* EXTRACTED MATERIAL *
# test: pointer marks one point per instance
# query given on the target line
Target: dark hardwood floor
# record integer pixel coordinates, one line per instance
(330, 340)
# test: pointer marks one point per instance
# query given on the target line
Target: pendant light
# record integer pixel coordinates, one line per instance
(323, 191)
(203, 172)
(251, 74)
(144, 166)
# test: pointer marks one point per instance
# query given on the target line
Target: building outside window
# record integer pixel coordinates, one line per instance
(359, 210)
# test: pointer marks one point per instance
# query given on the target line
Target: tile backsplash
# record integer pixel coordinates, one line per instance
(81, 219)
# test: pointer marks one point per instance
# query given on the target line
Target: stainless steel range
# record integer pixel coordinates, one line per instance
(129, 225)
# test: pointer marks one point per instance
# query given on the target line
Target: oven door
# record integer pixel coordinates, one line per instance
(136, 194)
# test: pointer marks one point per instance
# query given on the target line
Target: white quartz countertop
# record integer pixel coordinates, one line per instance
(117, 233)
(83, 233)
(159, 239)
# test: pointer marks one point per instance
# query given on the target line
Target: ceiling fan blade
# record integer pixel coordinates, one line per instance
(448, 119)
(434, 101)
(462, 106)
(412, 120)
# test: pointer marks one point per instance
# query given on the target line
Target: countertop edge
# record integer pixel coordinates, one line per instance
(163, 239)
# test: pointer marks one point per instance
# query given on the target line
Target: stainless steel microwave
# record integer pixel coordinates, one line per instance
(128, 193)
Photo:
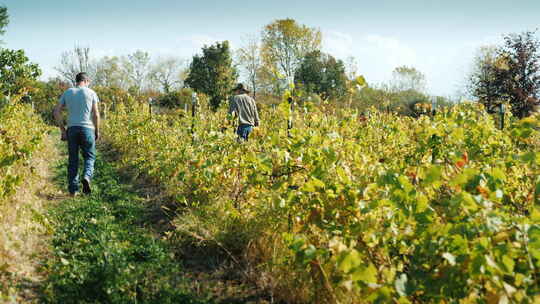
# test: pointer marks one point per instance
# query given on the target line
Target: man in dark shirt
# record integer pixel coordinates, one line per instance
(245, 108)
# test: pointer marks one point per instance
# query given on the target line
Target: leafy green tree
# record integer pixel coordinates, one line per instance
(16, 72)
(482, 80)
(168, 73)
(408, 78)
(284, 45)
(511, 73)
(213, 73)
(250, 60)
(109, 73)
(322, 74)
(75, 61)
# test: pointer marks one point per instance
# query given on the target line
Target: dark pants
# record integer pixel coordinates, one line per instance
(244, 130)
(84, 139)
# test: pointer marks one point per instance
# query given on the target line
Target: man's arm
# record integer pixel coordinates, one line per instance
(96, 119)
(58, 116)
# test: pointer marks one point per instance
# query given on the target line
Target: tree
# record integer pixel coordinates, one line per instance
(109, 73)
(520, 71)
(351, 67)
(408, 78)
(168, 73)
(213, 73)
(322, 74)
(482, 80)
(249, 58)
(137, 67)
(16, 72)
(511, 73)
(285, 43)
(75, 61)
(4, 19)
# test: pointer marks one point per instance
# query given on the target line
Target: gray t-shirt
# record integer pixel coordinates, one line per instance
(79, 102)
(246, 109)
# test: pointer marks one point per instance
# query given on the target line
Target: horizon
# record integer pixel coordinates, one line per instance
(437, 38)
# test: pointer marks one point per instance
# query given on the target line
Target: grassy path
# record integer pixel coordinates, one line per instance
(102, 253)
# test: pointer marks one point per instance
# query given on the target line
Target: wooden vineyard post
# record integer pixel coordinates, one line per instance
(290, 121)
(194, 102)
(502, 112)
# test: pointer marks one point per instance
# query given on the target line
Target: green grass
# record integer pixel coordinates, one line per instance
(101, 253)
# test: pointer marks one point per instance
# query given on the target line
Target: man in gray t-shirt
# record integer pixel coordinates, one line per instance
(242, 105)
(82, 131)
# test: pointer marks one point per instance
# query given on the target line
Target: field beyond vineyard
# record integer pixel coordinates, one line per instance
(350, 208)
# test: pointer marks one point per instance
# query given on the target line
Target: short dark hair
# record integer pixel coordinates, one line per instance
(81, 77)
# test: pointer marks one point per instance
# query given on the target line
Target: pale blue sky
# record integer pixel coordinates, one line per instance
(437, 37)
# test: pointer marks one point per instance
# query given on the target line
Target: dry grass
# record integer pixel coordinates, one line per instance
(24, 228)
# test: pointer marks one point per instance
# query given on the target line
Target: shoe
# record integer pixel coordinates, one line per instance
(86, 186)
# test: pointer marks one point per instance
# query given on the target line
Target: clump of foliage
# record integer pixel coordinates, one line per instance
(510, 72)
(322, 74)
(212, 73)
(345, 208)
(101, 255)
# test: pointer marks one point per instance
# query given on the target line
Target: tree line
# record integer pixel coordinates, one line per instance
(284, 56)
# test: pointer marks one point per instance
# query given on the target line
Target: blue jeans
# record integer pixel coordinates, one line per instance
(244, 130)
(84, 139)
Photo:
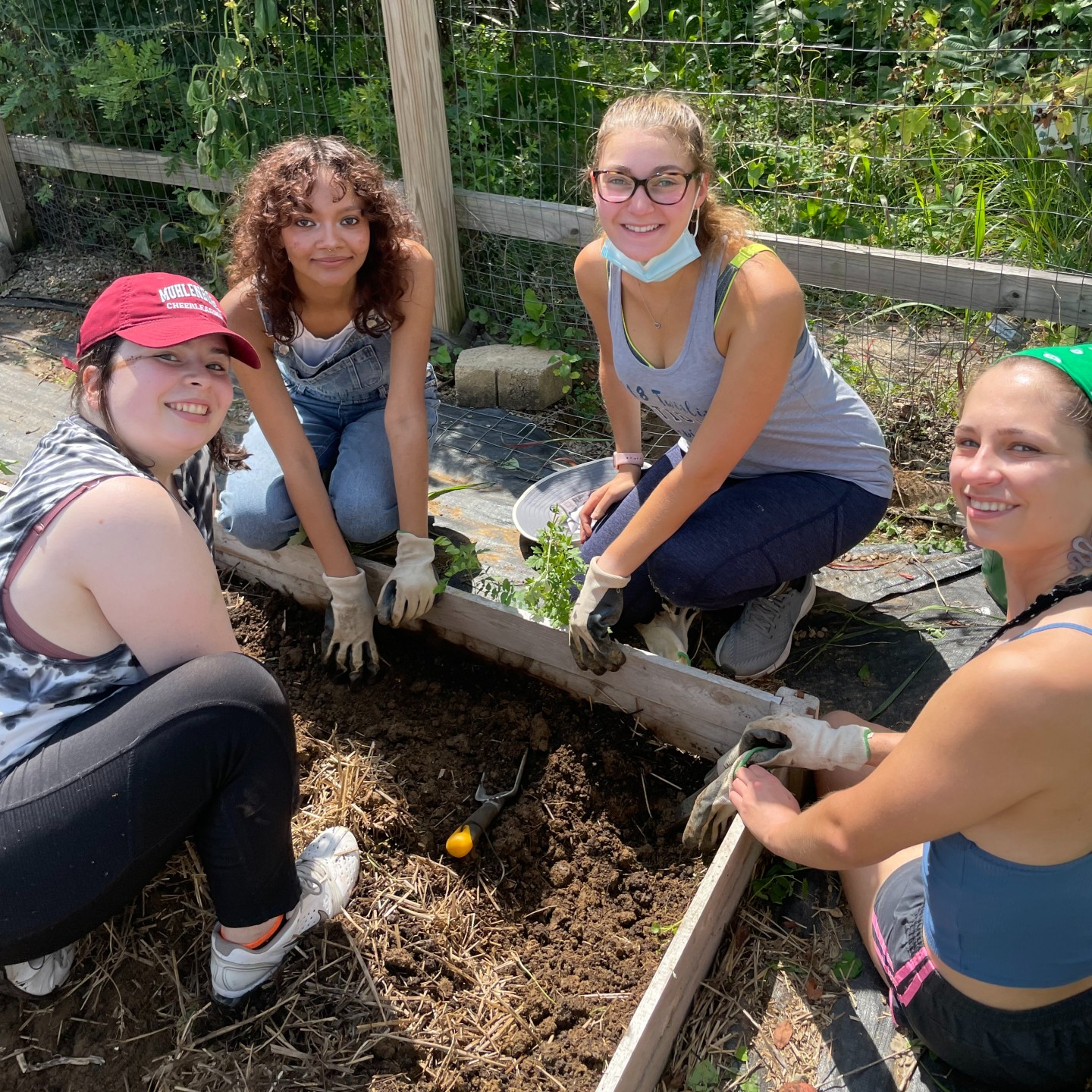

* SET PROBLEM *
Could you gather every line from the items above that contains the string "blue" and copy each one out? Case counts.

* FINISHED TASK *
Target: pale blue sky
Target: blue jeans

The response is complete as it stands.